(To do)
Retype the lines below without any changes.

Dataset records
····················

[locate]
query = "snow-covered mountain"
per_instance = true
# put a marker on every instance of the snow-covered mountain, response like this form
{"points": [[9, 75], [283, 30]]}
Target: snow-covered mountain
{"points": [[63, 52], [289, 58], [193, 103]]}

····················

(Solution for this task)
[locate]
query = "snow-covered mountain"
per_instance = true
# put a marker on every instance of the snow-covered mountain, response like this form
{"points": [[9, 75], [283, 30]]}
Target: snow-covered mountain
{"points": [[63, 52], [289, 58], [193, 103]]}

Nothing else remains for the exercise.